[Saved entries]
== Segment start ==

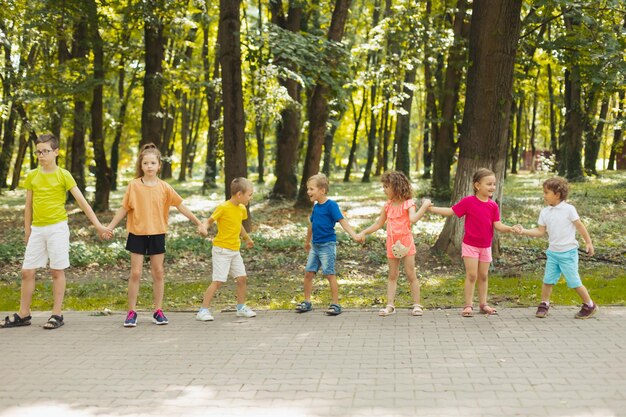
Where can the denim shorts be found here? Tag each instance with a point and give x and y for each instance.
(565, 263)
(322, 255)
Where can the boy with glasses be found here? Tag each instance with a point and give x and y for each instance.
(46, 233)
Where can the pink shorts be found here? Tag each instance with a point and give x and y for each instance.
(483, 254)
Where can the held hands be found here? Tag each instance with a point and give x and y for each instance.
(202, 230)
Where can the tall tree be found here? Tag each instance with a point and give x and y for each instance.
(103, 173)
(288, 128)
(494, 34)
(235, 164)
(318, 108)
(154, 47)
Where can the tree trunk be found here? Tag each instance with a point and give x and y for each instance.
(288, 129)
(355, 137)
(151, 111)
(444, 146)
(214, 106)
(80, 49)
(403, 125)
(318, 108)
(372, 59)
(593, 138)
(494, 36)
(617, 148)
(103, 174)
(235, 164)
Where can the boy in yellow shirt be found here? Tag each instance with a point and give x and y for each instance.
(227, 259)
(46, 233)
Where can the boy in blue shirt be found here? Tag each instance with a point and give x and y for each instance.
(321, 242)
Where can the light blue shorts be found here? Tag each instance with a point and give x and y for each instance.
(322, 255)
(565, 263)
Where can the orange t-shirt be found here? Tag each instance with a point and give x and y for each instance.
(149, 206)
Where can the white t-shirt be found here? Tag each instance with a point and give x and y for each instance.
(559, 222)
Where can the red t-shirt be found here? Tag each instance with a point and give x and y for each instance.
(479, 219)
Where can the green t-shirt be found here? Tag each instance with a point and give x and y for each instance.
(49, 195)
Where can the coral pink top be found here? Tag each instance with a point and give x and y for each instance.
(399, 226)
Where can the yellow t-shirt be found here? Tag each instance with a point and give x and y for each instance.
(149, 207)
(228, 218)
(49, 194)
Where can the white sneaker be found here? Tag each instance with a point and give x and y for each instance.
(246, 312)
(204, 315)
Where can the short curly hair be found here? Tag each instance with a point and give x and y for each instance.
(399, 184)
(558, 185)
(320, 181)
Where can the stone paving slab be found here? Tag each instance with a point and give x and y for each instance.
(310, 365)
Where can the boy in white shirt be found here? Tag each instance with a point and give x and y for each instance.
(560, 220)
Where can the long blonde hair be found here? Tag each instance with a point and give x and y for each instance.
(147, 149)
(399, 184)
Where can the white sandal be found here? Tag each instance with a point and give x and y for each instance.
(417, 310)
(387, 311)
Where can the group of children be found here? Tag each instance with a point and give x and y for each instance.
(148, 199)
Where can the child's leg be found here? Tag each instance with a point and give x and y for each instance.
(584, 294)
(546, 292)
(210, 293)
(392, 280)
(308, 285)
(158, 279)
(483, 283)
(26, 295)
(136, 265)
(334, 288)
(242, 285)
(471, 275)
(58, 290)
(409, 269)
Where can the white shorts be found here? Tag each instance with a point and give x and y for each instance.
(227, 262)
(48, 242)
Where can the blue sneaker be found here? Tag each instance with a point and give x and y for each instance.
(304, 307)
(131, 319)
(159, 318)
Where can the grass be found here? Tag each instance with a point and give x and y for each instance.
(97, 279)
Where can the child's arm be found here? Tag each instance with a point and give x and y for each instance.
(309, 236)
(84, 205)
(28, 215)
(416, 216)
(346, 226)
(443, 211)
(187, 213)
(245, 236)
(585, 234)
(380, 221)
(119, 215)
(503, 228)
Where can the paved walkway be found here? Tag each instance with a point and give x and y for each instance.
(284, 364)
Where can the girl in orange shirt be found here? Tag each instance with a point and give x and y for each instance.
(399, 213)
(147, 201)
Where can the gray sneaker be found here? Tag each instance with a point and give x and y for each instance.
(204, 315)
(542, 310)
(246, 312)
(586, 311)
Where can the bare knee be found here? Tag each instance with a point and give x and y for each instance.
(57, 274)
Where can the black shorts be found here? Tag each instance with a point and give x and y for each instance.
(146, 244)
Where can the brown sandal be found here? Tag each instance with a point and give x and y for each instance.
(468, 311)
(485, 309)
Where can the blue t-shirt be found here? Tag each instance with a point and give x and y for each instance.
(323, 220)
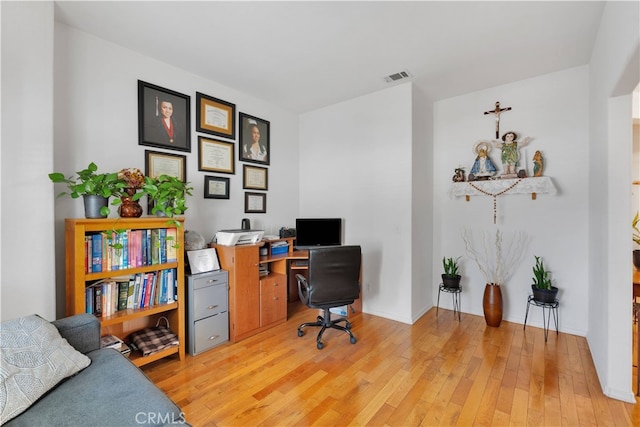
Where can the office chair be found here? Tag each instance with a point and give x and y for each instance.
(333, 281)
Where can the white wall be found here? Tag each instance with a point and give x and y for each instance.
(553, 110)
(614, 73)
(422, 205)
(26, 227)
(96, 115)
(355, 163)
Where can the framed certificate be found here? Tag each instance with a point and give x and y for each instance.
(215, 116)
(254, 177)
(215, 155)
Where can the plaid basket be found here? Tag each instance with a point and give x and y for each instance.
(153, 339)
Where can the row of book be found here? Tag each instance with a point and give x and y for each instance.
(118, 250)
(107, 296)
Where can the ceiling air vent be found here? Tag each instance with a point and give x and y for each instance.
(397, 76)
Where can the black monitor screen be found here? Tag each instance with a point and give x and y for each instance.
(312, 232)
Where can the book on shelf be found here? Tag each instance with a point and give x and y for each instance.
(111, 341)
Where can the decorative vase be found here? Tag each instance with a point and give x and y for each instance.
(492, 304)
(130, 208)
(93, 204)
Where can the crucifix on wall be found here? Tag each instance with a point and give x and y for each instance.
(497, 112)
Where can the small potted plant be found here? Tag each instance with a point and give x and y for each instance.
(94, 187)
(451, 277)
(167, 194)
(543, 291)
(636, 239)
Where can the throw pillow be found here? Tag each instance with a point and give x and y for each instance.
(34, 358)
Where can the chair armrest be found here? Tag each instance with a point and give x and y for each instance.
(82, 331)
(303, 288)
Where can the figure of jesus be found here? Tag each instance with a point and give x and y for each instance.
(510, 156)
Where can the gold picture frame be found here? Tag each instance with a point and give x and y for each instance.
(215, 116)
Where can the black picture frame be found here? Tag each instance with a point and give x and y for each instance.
(216, 156)
(215, 116)
(255, 177)
(261, 155)
(216, 187)
(157, 163)
(255, 202)
(151, 131)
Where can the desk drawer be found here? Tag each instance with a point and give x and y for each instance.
(210, 300)
(209, 279)
(210, 332)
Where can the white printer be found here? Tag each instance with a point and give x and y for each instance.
(238, 237)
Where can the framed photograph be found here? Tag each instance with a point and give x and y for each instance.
(157, 163)
(216, 187)
(254, 140)
(255, 177)
(215, 116)
(215, 156)
(164, 118)
(255, 202)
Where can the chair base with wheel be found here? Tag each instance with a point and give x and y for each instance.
(325, 322)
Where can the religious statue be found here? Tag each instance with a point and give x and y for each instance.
(459, 175)
(538, 162)
(483, 167)
(509, 146)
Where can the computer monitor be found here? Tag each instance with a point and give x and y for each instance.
(314, 232)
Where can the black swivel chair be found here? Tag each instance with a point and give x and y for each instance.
(333, 281)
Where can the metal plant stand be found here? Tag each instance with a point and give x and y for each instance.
(455, 296)
(551, 306)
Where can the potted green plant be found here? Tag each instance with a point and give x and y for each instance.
(451, 277)
(636, 239)
(94, 187)
(542, 288)
(167, 194)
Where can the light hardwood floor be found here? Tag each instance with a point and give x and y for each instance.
(436, 372)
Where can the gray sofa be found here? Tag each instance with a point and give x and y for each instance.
(111, 391)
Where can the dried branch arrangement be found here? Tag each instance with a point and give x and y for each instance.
(495, 259)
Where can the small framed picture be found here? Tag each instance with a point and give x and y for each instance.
(157, 163)
(254, 140)
(164, 118)
(255, 177)
(215, 116)
(216, 187)
(255, 202)
(215, 155)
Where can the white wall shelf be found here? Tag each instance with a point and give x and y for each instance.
(499, 187)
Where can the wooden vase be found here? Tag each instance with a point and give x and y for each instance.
(492, 304)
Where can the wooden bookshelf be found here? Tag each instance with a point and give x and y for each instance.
(124, 322)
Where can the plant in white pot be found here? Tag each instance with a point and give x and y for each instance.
(543, 290)
(94, 187)
(636, 239)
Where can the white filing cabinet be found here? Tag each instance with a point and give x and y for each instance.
(207, 310)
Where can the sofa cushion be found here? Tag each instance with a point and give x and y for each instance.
(34, 359)
(110, 392)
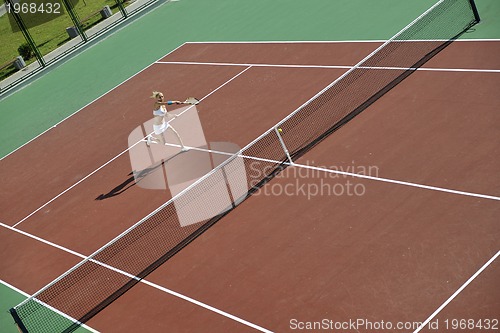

== Segment end ==

__What you have to do__.
Give again, word for word, the lines from the one containing "Where can the white filing" through the last line of the entries, with pictures omitted and nothing added.

__Result of this task__.
Where can the white filing cabinet be found here? Tag each instance with a point and give x and y for each instance.
(207, 310)
Where can the sofa cushion be found here? Tag each instance with a point and give x and y for each instance.
(34, 359)
(110, 392)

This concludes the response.